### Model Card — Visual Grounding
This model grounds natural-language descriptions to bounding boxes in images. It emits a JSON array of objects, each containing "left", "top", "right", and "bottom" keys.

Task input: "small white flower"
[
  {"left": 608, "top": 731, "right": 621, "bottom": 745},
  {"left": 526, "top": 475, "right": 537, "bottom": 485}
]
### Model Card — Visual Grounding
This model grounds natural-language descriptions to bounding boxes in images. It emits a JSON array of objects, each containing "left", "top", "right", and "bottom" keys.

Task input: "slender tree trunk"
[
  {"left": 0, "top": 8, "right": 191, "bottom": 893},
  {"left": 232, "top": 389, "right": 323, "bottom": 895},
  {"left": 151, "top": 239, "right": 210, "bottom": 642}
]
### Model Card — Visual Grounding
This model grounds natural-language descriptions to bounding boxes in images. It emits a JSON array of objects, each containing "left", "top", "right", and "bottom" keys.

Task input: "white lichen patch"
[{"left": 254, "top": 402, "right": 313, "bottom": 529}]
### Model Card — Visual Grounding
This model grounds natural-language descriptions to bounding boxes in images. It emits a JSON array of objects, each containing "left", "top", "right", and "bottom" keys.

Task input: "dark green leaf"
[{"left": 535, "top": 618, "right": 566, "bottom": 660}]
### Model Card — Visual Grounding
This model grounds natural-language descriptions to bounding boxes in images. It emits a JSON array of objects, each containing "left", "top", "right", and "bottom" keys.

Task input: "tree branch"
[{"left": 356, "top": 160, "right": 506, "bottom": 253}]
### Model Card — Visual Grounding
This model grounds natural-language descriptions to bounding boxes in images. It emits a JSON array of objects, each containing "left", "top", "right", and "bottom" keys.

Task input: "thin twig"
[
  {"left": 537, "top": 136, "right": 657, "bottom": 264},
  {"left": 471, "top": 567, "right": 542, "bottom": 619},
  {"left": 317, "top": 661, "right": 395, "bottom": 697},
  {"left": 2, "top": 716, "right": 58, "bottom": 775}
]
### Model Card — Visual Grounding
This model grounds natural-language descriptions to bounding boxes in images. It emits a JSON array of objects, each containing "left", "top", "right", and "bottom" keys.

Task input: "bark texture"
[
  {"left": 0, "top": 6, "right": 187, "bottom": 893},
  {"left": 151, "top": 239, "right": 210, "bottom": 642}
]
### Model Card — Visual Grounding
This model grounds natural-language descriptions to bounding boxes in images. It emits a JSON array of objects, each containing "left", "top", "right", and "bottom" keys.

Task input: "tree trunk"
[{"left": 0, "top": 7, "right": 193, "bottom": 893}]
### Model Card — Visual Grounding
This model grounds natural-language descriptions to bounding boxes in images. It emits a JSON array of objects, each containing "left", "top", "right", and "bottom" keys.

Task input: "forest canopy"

· · · · · · ·

The response should repeat the whole listing exactly.

### Model Card — Visual Grounding
This model grounds natural-language descriptions to bounding boxes in images. It emits a JSON array of objects, each containing "left", "top", "right", and "bottom" keys.

Task input: "small white flower"
[
  {"left": 608, "top": 731, "right": 621, "bottom": 745},
  {"left": 526, "top": 475, "right": 537, "bottom": 485}
]
### Model Card — Visual Grounding
This model grounds natural-language descriptions to bounding boxes in images. It emits a JSON array of objects, each containing "left", "top", "right", and "bottom" keys.

Task input: "slender tree trunk"
[
  {"left": 0, "top": 8, "right": 191, "bottom": 893},
  {"left": 232, "top": 389, "right": 323, "bottom": 895},
  {"left": 151, "top": 239, "right": 210, "bottom": 642}
]
### Model Card — Visual Grounding
This model grounds natural-language descriptions to bounding boxes in images. It emits a JSON array of objects, each containing "left", "top", "right", and "bottom" keys.

Task input: "white lichen patch"
[{"left": 254, "top": 402, "right": 313, "bottom": 529}]
### Model Card — Visual Grounding
This model grounds natural-language descriptions to bounding boxes in images. It emits a JSON array of objects, each containing "left", "top", "right", and "bottom" keys.

Task input: "dark green leaf"
[{"left": 535, "top": 618, "right": 566, "bottom": 660}]
### Model Card — Visual Grounding
This model grounds natural-language descriptions to bounding boxes in images. It emits a JSON array of objects, each containing "left", "top", "right", and "bottom" keys.

Task input: "tree branch"
[{"left": 356, "top": 160, "right": 506, "bottom": 253}]
### Model Card — Visual Grounding
This model grounds natural-language descriptions to bounding boxes in images. It emits a JSON array of objects, each containing "left", "top", "right", and "bottom" keys.

Task input: "thin twig"
[
  {"left": 537, "top": 136, "right": 657, "bottom": 264},
  {"left": 471, "top": 567, "right": 542, "bottom": 619},
  {"left": 317, "top": 661, "right": 395, "bottom": 697},
  {"left": 2, "top": 716, "right": 58, "bottom": 775}
]
### Model Card — Visual Grounding
This model grounds natural-language descriptions to bounding boxes in images. It emits a JSON array of objects, each containing "left", "top", "right", and "bottom" keys.

Task input: "bark texture"
[
  {"left": 0, "top": 6, "right": 187, "bottom": 893},
  {"left": 151, "top": 239, "right": 210, "bottom": 642}
]
### Model Card — Visual Grounding
This model grounds natural-language descriptions to bounding boxes in images. It emits a JSON array of objects, each containing "left", "top", "right", and "bottom" keys.

Task input: "tree trunk"
[{"left": 0, "top": 7, "right": 193, "bottom": 893}]
### Model Card — Visual Grounding
This model grounds natural-language descriptions to bounding boxes in images. It emits a JSON array of objects, each containing "left", "top", "right", and "bottom" keys.

Task input: "forest canopy"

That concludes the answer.